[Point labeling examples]
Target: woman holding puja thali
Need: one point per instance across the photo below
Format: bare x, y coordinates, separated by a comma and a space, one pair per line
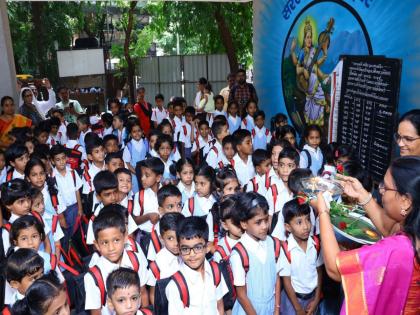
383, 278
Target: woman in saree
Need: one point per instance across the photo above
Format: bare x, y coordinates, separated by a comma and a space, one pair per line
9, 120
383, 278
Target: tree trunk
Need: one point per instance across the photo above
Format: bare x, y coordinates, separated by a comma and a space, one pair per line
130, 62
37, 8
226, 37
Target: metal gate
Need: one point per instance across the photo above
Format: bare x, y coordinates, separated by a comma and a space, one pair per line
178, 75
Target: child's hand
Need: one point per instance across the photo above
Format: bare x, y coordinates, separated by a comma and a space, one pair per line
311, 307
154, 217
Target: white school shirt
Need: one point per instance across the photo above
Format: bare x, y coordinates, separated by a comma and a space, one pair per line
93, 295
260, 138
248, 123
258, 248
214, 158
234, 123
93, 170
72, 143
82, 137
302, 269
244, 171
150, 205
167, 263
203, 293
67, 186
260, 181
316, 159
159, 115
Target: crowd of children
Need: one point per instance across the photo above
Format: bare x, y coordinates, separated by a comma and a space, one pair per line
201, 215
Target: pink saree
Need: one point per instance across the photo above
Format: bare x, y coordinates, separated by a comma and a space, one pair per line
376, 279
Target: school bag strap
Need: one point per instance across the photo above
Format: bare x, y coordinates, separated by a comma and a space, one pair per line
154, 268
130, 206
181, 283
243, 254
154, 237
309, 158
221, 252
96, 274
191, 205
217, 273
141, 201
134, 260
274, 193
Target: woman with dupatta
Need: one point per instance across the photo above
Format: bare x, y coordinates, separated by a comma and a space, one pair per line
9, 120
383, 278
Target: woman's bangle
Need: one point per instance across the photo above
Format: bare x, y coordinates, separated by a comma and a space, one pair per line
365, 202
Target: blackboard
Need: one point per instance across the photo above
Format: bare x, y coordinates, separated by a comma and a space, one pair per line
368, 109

...

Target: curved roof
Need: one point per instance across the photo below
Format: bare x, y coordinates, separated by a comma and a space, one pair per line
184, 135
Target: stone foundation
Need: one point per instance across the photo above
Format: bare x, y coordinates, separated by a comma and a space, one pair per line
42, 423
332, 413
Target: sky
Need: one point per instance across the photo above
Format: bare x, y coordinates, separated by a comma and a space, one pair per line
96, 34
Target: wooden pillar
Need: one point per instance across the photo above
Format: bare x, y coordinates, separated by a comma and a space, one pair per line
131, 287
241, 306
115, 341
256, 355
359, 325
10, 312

_Problem description_.
From the data above, extract each line that contains the string "school". The match is case-sensitive.

_Reply_.
Target: white school shirt
Target: school bag strap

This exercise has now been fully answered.